(INFORMATION PROVIDED)
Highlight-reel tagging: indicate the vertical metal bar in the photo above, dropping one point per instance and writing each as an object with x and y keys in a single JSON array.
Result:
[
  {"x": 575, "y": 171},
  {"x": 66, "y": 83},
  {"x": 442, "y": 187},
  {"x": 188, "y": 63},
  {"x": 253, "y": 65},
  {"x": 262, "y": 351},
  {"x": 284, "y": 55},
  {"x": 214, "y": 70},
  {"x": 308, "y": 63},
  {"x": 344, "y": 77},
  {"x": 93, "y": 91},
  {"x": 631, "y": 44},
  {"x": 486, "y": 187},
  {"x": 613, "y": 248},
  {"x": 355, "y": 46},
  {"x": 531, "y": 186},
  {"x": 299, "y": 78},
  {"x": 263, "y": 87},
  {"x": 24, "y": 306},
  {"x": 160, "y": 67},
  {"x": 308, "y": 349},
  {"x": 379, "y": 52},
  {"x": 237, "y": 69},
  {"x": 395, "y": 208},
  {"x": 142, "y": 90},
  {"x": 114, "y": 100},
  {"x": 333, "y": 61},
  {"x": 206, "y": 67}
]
(End INFORMATION PROVIDED)
Nothing in the data above may be skipped; repeat it all exactly.

Highlight-reel tagging: indicate the vertical metal bar in the photo above, dropping one point per instance and writing each as an object with x and y keys in a single JSON array.
Result:
[
  {"x": 575, "y": 171},
  {"x": 66, "y": 83},
  {"x": 442, "y": 187},
  {"x": 188, "y": 63},
  {"x": 253, "y": 65},
  {"x": 262, "y": 351},
  {"x": 284, "y": 55},
  {"x": 214, "y": 70},
  {"x": 308, "y": 63},
  {"x": 344, "y": 77},
  {"x": 93, "y": 91},
  {"x": 631, "y": 44},
  {"x": 486, "y": 187},
  {"x": 613, "y": 248},
  {"x": 355, "y": 46},
  {"x": 531, "y": 186},
  {"x": 299, "y": 78},
  {"x": 263, "y": 87},
  {"x": 24, "y": 306},
  {"x": 160, "y": 67},
  {"x": 308, "y": 349},
  {"x": 379, "y": 52},
  {"x": 237, "y": 69},
  {"x": 395, "y": 208},
  {"x": 142, "y": 90},
  {"x": 114, "y": 100},
  {"x": 333, "y": 61},
  {"x": 206, "y": 67}
]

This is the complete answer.